## HOW TO COMPLETE THIS TASK
The entries contain pictures, which should not appear in the copy; everything else must be reproduced exactly.

- - - - -

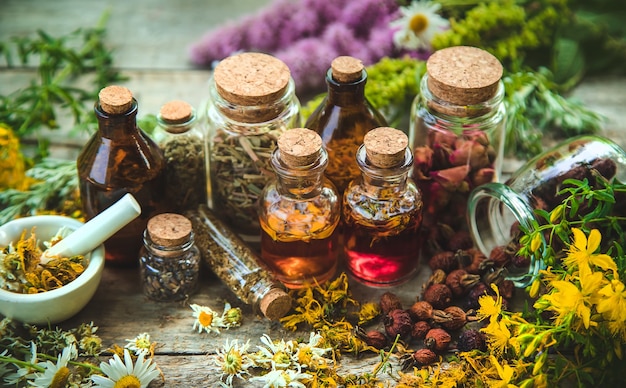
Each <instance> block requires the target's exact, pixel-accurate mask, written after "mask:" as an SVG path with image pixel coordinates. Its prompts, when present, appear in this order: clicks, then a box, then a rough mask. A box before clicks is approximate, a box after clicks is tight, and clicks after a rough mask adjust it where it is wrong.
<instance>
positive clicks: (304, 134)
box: [277, 128, 322, 167]
mask: <svg viewBox="0 0 626 388" xmlns="http://www.w3.org/2000/svg"><path fill="white" fill-rule="evenodd" d="M277 145H278V149H279V150H280V159H281V160H282V161H283V162H284V163H285V164H286V165H287V166H289V167H302V166H308V165H310V164H312V163H314V162H315V161H316V160H317V158H318V157H319V153H320V150H321V149H322V138H321V137H320V135H318V134H317V132H315V131H312V130H310V129H307V128H293V129H290V130H288V131H286V132H285V133H283V134H282V135H280V137H279V138H278V142H277Z"/></svg>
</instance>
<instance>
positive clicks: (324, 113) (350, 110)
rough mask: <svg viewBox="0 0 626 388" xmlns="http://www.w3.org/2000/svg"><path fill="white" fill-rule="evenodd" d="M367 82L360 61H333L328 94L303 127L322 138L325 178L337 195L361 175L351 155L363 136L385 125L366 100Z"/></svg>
mask: <svg viewBox="0 0 626 388" xmlns="http://www.w3.org/2000/svg"><path fill="white" fill-rule="evenodd" d="M366 83H367V72H366V71H365V68H364V66H363V64H362V63H361V61H360V60H358V59H356V58H353V57H348V56H340V57H337V58H335V59H334V60H333V61H332V63H331V67H330V69H328V71H327V72H326V86H327V94H326V96H325V97H324V99H323V100H322V102H321V103H320V105H319V106H318V107H317V108H316V109H315V111H314V112H313V113H312V114H311V116H310V117H309V118H308V120H307V122H306V124H305V125H304V126H305V128H308V129H311V130H313V131H315V132H317V133H319V134H320V136H321V137H322V139H323V141H324V148H325V149H326V151H327V152H328V160H329V164H328V168H327V169H326V176H327V177H328V179H330V180H331V182H333V184H334V185H335V187H336V188H337V191H338V192H339V195H343V192H344V190H345V189H346V187H347V186H348V183H350V181H352V180H354V179H355V178H357V177H358V176H359V175H361V170H359V166H357V164H356V160H355V159H354V155H355V154H356V150H357V149H358V148H359V146H360V145H361V144H362V143H363V136H365V134H366V133H367V132H368V131H370V130H372V129H374V128H377V127H386V126H387V122H386V121H385V118H384V117H383V116H382V115H381V114H380V113H379V112H378V111H377V110H376V109H375V108H374V107H373V106H372V104H371V103H370V102H369V101H368V100H367V98H366V97H365V84H366Z"/></svg>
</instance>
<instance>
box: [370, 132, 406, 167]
mask: <svg viewBox="0 0 626 388" xmlns="http://www.w3.org/2000/svg"><path fill="white" fill-rule="evenodd" d="M363 144H364V145H365V153H366V155H367V158H368V159H369V161H370V163H372V164H373V165H374V166H376V167H380V168H389V167H394V166H397V165H399V164H401V163H402V162H403V161H404V155H405V153H406V148H407V147H408V145H409V138H408V137H407V136H406V134H405V133H404V132H402V131H400V130H398V129H395V128H389V127H379V128H374V129H372V130H371V131H369V132H368V133H366V134H365V137H364V138H363Z"/></svg>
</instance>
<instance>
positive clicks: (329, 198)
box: [259, 128, 341, 288]
mask: <svg viewBox="0 0 626 388" xmlns="http://www.w3.org/2000/svg"><path fill="white" fill-rule="evenodd" d="M327 165H328V154H327V153H326V151H325V150H324V148H323V146H322V139H321V137H320V136H319V135H318V134H317V133H315V132H313V131H312V130H310V129H306V128H294V129H290V130H289V131H287V132H285V133H284V134H283V135H281V137H280V138H279V139H278V147H277V148H276V149H275V150H274V152H273V153H272V166H273V168H274V172H275V173H276V179H275V180H273V181H271V182H269V183H268V184H267V185H266V186H265V189H264V190H263V193H262V195H261V199H260V201H259V204H260V210H259V219H260V222H261V229H262V231H261V259H262V260H263V261H264V262H265V264H266V265H267V266H268V268H269V269H270V270H271V271H272V272H273V273H274V275H275V276H276V278H278V280H280V281H281V282H282V283H283V284H285V285H286V286H287V287H289V288H300V287H302V286H304V285H305V284H315V282H317V283H320V284H321V283H323V282H325V281H326V280H328V279H330V278H331V277H332V276H333V275H334V274H335V271H336V269H337V257H338V233H337V232H336V228H337V225H338V223H339V219H340V217H341V213H340V206H341V202H340V198H339V196H338V195H337V190H336V189H335V186H334V185H333V184H332V183H331V182H330V181H329V180H327V179H326V178H325V176H324V170H325V169H326V166H327Z"/></svg>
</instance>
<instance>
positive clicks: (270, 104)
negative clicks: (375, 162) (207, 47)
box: [207, 53, 300, 244]
mask: <svg viewBox="0 0 626 388" xmlns="http://www.w3.org/2000/svg"><path fill="white" fill-rule="evenodd" d="M207 120H208V135H207V141H208V149H209V153H208V154H209V166H210V168H209V173H210V174H209V175H210V177H209V182H210V191H211V192H210V199H209V206H210V207H211V208H212V209H213V211H215V214H216V215H217V216H218V217H220V218H221V219H222V220H223V221H224V222H226V223H227V224H228V226H230V227H231V228H233V230H234V231H235V232H236V233H238V234H239V235H240V236H241V237H242V238H243V239H244V240H245V241H247V242H256V243H257V244H258V242H259V236H260V226H259V216H258V213H257V202H258V198H259V195H260V194H261V191H262V190H263V187H265V184H266V183H267V182H268V181H269V180H270V179H272V178H273V176H274V174H273V173H272V167H271V163H270V156H271V153H272V151H273V150H274V148H275V147H276V141H277V139H278V137H279V136H280V135H281V134H282V133H283V132H285V131H286V130H287V129H289V128H293V127H297V126H299V123H300V102H299V101H298V99H297V97H296V94H295V87H294V82H293V79H292V78H291V73H290V71H289V68H288V67H287V65H285V64H284V63H283V62H282V61H280V60H279V59H277V58H274V57H272V56H270V55H267V54H262V53H241V54H237V55H234V56H231V57H228V58H225V59H224V60H222V61H220V63H219V64H218V65H217V66H216V68H215V71H214V72H213V77H212V79H211V81H210V83H209V101H208V107H207Z"/></svg>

- - - - -

## RESPONSE TO THE EXERCISE
Each <instance> block requires the target's exact, pixel-accurate mask, written after "mask:" as an SVG path with image pixel coordinates. Its prompts, when present, appear in this order: clicks, then a box, then a rough mask. A box before clicks is approximate, a box after clicks is tight, and clicks after a rough mask adjust it where it is wrong.
<instance>
positive clicks: (304, 134)
box: [277, 128, 322, 167]
mask: <svg viewBox="0 0 626 388" xmlns="http://www.w3.org/2000/svg"><path fill="white" fill-rule="evenodd" d="M277 145H278V149H279V150H280V159H281V160H282V161H283V162H284V163H285V164H286V165H287V166H289V167H302V166H308V165H310V164H312V163H314V162H315V161H316V160H317V158H318V157H319V153H320V150H321V149H322V138H321V137H320V135H318V134H317V132H315V131H312V130H310V129H307V128H293V129H290V130H288V131H286V132H285V133H283V134H282V135H280V137H279V138H278V142H277Z"/></svg>
</instance>
<instance>
positive clicks: (324, 113) (350, 110)
rough mask: <svg viewBox="0 0 626 388" xmlns="http://www.w3.org/2000/svg"><path fill="white" fill-rule="evenodd" d="M367 82L360 61H333L328 94L303 127L322 138L325 178L337 195L361 175L351 155L363 136L385 125L366 100Z"/></svg>
mask: <svg viewBox="0 0 626 388" xmlns="http://www.w3.org/2000/svg"><path fill="white" fill-rule="evenodd" d="M366 83H367V72H366V71H365V68H364V66H363V64H362V63H361V61H360V60H358V59H356V58H353V57H348V56H340V57H337V58H335V59H334V60H333V61H332V63H331V67H330V69H328V71H327V72H326V86H327V94H326V96H325V97H324V99H323V100H322V102H321V103H320V105H319V106H318V107H317V108H316V109H315V111H314V112H313V113H312V114H311V116H310V117H309V118H308V120H307V122H306V124H305V125H304V126H305V128H308V129H311V130H313V131H315V132H317V133H319V134H320V136H321V137H322V139H323V141H324V148H325V149H326V151H327V152H328V160H329V164H328V168H327V169H326V176H327V177H328V179H330V180H331V182H333V184H334V185H335V187H336V188H337V191H338V192H339V195H343V192H344V190H345V189H346V187H347V186H348V183H350V181H352V180H354V179H355V178H357V177H358V176H359V175H361V170H359V166H357V164H356V160H355V159H354V155H355V154H356V150H357V149H358V148H359V146H360V145H361V144H362V143H363V136H365V134H366V133H367V132H368V131H370V130H372V129H374V128H377V127H386V126H387V122H386V121H385V118H384V117H383V116H382V115H381V114H380V113H379V112H378V111H377V110H376V109H375V108H374V107H373V106H372V104H371V103H370V102H369V101H368V100H367V98H366V97H365V84H366Z"/></svg>
</instance>
<instance>
box: [370, 132, 406, 167]
mask: <svg viewBox="0 0 626 388" xmlns="http://www.w3.org/2000/svg"><path fill="white" fill-rule="evenodd" d="M363 144H364V145H365V153H366V155H367V158H368V159H369V161H370V163H372V164H373V165H374V166H376V167H380V168H389V167H394V166H397V165H399V164H401V163H402V162H403V161H404V155H405V153H406V148H407V147H408V145H409V138H408V137H407V136H406V134H405V133H404V132H402V131H400V130H398V129H395V128H389V127H379V128H374V129H372V130H371V131H369V132H368V133H366V134H365V137H364V138H363Z"/></svg>
</instance>
<instance>
positive clicks: (329, 198)
box: [259, 128, 341, 288]
mask: <svg viewBox="0 0 626 388" xmlns="http://www.w3.org/2000/svg"><path fill="white" fill-rule="evenodd" d="M327 165H328V154H327V153H326V151H325V150H324V148H323V146H322V139H321V137H320V136H319V135H318V134H317V133H315V132H313V131H312V130H310V129H306V128H294V129H290V130H289V131H287V132H285V133H284V134H283V135H281V137H280V138H279V139H278V147H277V148H276V149H275V150H274V152H273V153H272V166H273V168H274V172H275V173H276V179H275V180H273V181H271V182H269V183H268V184H267V185H266V186H265V189H264V190H263V193H262V195H261V199H260V201H259V204H260V210H259V219H260V222H261V229H262V231H261V259H262V260H263V261H264V262H265V264H266V265H267V266H268V268H269V269H270V270H271V271H272V272H273V273H274V275H275V276H276V278H278V280H280V281H281V282H282V283H283V284H285V285H286V286H287V287H289V288H300V287H302V286H304V285H305V284H315V282H317V283H320V284H321V283H323V282H325V281H326V280H328V279H330V278H331V277H332V276H333V275H334V274H335V271H336V269H337V257H338V233H337V232H336V228H337V225H338V223H339V219H340V217H341V213H340V206H341V202H340V198H339V196H338V195H337V190H336V189H335V186H334V185H333V184H332V183H331V182H330V181H329V180H327V179H326V178H325V176H324V170H325V169H326V166H327Z"/></svg>
</instance>
<instance>
positive clicks: (270, 104)
negative clicks: (375, 162) (207, 47)
box: [207, 53, 300, 244]
mask: <svg viewBox="0 0 626 388" xmlns="http://www.w3.org/2000/svg"><path fill="white" fill-rule="evenodd" d="M207 120H208V135H207V141H208V149H209V153H208V154H209V166H210V168H209V173H210V174H209V175H210V177H209V182H210V191H211V192H210V199H209V206H210V207H211V208H212V209H213V211H215V214H216V215H217V216H218V217H220V218H221V219H222V220H223V221H224V222H226V223H227V224H228V226H230V227H231V228H233V230H234V231H235V232H236V233H238V234H239V235H240V236H241V237H242V238H243V239H244V240H245V241H247V242H256V243H257V244H258V242H259V236H260V226H259V216H258V213H257V202H258V198H259V195H260V194H261V191H262V190H263V187H265V184H266V183H267V182H268V181H269V180H270V179H272V178H273V176H274V174H273V173H272V167H271V163H270V156H271V153H272V151H273V150H274V148H275V147H276V141H277V139H278V137H279V136H280V135H281V134H282V133H283V132H285V131H286V130H287V129H289V128H293V127H297V126H299V123H300V102H299V101H298V99H297V97H296V94H295V87H294V82H293V79H292V78H291V73H290V71H289V68H288V67H287V65H285V64H284V63H283V62H282V61H280V60H279V59H277V58H274V57H272V56H270V55H267V54H262V53H241V54H237V55H234V56H231V57H228V58H225V59H224V60H222V61H220V63H219V64H218V65H217V66H216V68H215V71H214V72H213V77H212V79H211V81H210V83H209V101H208V107H207Z"/></svg>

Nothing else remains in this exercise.